* _WHAT IS NEEDED_
Can you retype all of the data below line for line, keeping every character the same?

* _RECORDS SUPPLIED_
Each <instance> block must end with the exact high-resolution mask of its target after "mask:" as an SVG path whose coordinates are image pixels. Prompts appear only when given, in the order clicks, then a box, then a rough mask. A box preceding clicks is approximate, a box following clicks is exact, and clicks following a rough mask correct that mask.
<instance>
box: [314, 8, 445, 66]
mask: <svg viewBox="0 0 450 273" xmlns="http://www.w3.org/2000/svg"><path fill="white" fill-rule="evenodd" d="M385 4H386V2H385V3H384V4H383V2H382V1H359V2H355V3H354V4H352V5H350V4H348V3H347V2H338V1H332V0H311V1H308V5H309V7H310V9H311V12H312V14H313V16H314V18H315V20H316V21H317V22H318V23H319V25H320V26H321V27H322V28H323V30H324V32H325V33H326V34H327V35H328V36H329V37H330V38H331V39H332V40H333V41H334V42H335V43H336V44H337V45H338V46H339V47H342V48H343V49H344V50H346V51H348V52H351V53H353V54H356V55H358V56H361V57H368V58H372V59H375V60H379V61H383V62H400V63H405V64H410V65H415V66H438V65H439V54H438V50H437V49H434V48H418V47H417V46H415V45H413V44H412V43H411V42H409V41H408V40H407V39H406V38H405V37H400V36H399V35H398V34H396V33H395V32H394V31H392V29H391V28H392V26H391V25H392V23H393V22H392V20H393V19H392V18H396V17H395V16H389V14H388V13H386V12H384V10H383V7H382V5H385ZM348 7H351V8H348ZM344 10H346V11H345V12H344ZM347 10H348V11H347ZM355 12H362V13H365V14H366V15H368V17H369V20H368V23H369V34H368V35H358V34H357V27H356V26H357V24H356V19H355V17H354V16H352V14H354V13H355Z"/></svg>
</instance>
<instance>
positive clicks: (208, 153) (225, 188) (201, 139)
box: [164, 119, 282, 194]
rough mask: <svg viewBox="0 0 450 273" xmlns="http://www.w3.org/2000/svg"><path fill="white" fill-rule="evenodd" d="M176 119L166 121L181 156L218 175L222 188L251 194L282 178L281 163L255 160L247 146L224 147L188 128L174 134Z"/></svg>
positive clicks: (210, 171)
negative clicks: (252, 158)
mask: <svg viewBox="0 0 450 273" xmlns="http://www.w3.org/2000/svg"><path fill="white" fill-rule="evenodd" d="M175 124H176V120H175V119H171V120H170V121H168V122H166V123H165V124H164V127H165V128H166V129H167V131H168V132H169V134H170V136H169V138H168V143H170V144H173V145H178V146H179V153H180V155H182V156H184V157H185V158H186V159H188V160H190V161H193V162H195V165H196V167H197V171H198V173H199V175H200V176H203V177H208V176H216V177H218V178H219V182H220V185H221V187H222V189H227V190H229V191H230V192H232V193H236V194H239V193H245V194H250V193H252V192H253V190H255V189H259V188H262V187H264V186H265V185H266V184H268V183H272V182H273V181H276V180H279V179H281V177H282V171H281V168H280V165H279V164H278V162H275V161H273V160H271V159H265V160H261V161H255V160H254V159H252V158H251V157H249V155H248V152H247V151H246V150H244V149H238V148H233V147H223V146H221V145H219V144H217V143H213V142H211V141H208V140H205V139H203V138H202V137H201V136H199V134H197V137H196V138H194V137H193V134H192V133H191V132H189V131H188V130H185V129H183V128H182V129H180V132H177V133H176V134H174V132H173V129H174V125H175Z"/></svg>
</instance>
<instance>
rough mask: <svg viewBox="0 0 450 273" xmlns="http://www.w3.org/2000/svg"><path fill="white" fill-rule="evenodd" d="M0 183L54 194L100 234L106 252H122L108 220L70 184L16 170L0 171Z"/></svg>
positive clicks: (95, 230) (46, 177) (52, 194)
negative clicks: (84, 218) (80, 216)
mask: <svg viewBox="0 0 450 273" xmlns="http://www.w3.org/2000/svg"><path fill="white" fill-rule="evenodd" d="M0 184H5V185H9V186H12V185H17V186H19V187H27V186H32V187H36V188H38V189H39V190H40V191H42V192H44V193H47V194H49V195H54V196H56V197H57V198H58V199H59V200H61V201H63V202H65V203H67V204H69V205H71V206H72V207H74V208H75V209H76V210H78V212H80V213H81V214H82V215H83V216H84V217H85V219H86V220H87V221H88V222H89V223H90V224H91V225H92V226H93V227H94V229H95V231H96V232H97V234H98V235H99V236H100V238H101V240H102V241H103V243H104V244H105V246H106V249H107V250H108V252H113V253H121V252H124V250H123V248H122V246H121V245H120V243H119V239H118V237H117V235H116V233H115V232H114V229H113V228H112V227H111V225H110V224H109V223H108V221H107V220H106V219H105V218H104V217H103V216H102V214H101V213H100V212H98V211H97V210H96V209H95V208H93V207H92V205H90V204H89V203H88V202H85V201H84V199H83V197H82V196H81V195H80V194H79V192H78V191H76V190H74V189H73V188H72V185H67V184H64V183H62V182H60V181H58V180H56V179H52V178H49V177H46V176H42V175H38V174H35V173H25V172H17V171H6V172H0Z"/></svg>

* _RESULT_
Each <instance> block must end with the exact high-resolution mask of its target after "mask:" as an SVG path whose coordinates are image pixels. Prompts appear only when given, in the order clicks, then a box, then a rough mask. A box preceding clicks is approximate, a box following clicks is exact, and clicks following a rough mask correct that mask.
<instance>
box: [314, 8, 445, 66]
mask: <svg viewBox="0 0 450 273" xmlns="http://www.w3.org/2000/svg"><path fill="white" fill-rule="evenodd" d="M385 4H386V2H385V3H384V4H383V2H382V1H359V2H355V3H354V4H352V5H350V4H348V3H347V2H338V1H332V0H311V1H308V5H309V7H310V9H311V12H312V14H313V16H314V18H315V20H316V21H317V22H318V23H319V25H320V26H321V27H322V28H323V30H324V32H325V33H326V34H327V35H328V36H329V37H330V38H331V39H332V40H333V41H334V42H335V43H336V44H337V45H338V46H339V47H342V48H343V49H344V50H346V51H348V52H351V53H353V54H356V55H358V56H361V57H368V58H372V59H375V60H379V61H383V62H400V63H405V64H410V65H415V66H438V65H439V54H438V50H437V49H434V48H418V47H417V46H415V45H413V44H412V43H411V42H409V41H408V40H407V39H406V38H405V37H400V36H399V35H398V34H396V33H395V32H394V31H392V29H391V28H392V26H391V25H392V23H393V22H392V20H393V19H392V18H396V17H395V16H389V14H388V13H386V12H384V10H383V7H382V5H385ZM348 7H351V8H348ZM344 10H346V11H345V12H344ZM347 10H348V11H347ZM355 12H362V13H365V14H366V15H368V17H369V20H368V23H369V34H368V35H358V34H357V27H356V26H357V24H356V19H355V17H354V16H352V14H354V13H355Z"/></svg>
</instance>
<instance>
positive clicks: (208, 153) (225, 188) (201, 139)
box: [164, 119, 282, 194]
rough mask: <svg viewBox="0 0 450 273" xmlns="http://www.w3.org/2000/svg"><path fill="white" fill-rule="evenodd" d="M176 119L166 121L181 156L218 175L222 188L251 194L282 178L281 163L255 160L247 146L224 147L188 128L174 134Z"/></svg>
positive clicks: (210, 171)
negative clicks: (252, 158)
mask: <svg viewBox="0 0 450 273" xmlns="http://www.w3.org/2000/svg"><path fill="white" fill-rule="evenodd" d="M175 124H176V120H175V119H171V120H170V121H168V122H166V123H165V124H164V127H165V128H166V129H167V131H168V132H169V134H170V136H169V138H168V143H170V144H173V145H178V146H179V153H180V155H182V156H184V157H185V158H186V159H188V160H190V161H193V162H195V165H196V167H197V171H198V173H199V175H200V176H203V177H208V176H216V177H218V178H219V182H220V185H221V187H222V189H227V190H229V191H230V192H232V193H236V194H239V193H245V194H250V193H252V192H253V190H255V189H259V188H262V187H264V186H265V185H266V184H268V183H272V182H273V181H276V180H279V179H281V177H282V171H281V168H280V165H279V164H278V162H275V161H273V160H271V159H265V160H261V161H255V160H254V159H252V158H251V157H249V155H248V152H247V151H246V150H244V149H238V148H233V147H223V146H221V145H219V144H217V143H213V142H211V141H208V140H205V139H203V138H202V137H201V136H199V134H197V137H196V138H194V137H193V134H192V133H191V132H189V131H188V130H185V129H183V128H182V129H180V132H177V133H176V134H174V132H173V129H174V125H175Z"/></svg>
</instance>
<instance>
rough mask: <svg viewBox="0 0 450 273" xmlns="http://www.w3.org/2000/svg"><path fill="white" fill-rule="evenodd" d="M0 183L54 194L100 234L106 252H122L108 220L70 184L16 170L0 171Z"/></svg>
positive clicks: (95, 230) (46, 177) (52, 194)
negative clicks: (84, 218) (80, 216)
mask: <svg viewBox="0 0 450 273" xmlns="http://www.w3.org/2000/svg"><path fill="white" fill-rule="evenodd" d="M0 184H5V185H9V186H12V185H17V186H19V187H27V186H32V187H36V188H38V189H39V190H40V191H42V192H44V193H47V194H49V195H54V196H56V197H57V198H58V199H59V200H61V201H63V202H65V203H67V204H69V205H71V206H72V207H74V208H75V209H76V210H78V212H80V213H81V214H82V215H83V216H84V217H85V219H86V220H87V221H88V222H89V223H90V224H91V225H92V226H93V227H94V229H95V231H96V232H97V234H98V235H99V236H100V238H101V240H102V241H103V243H104V244H105V246H106V249H107V250H108V252H113V253H121V252H124V250H123V248H122V246H121V245H120V243H119V239H118V237H117V235H116V233H115V232H114V229H113V228H112V227H111V225H110V224H109V223H108V221H107V220H106V219H105V218H104V217H103V216H102V214H101V213H100V212H98V211H97V210H96V209H95V208H93V207H92V205H90V204H89V203H88V202H85V201H84V199H83V197H82V196H81V195H80V194H79V192H78V191H76V190H74V189H73V188H72V185H67V184H64V183H62V182H60V181H58V180H56V179H52V178H49V177H46V176H42V175H38V174H35V173H25V172H17V171H6V172H0Z"/></svg>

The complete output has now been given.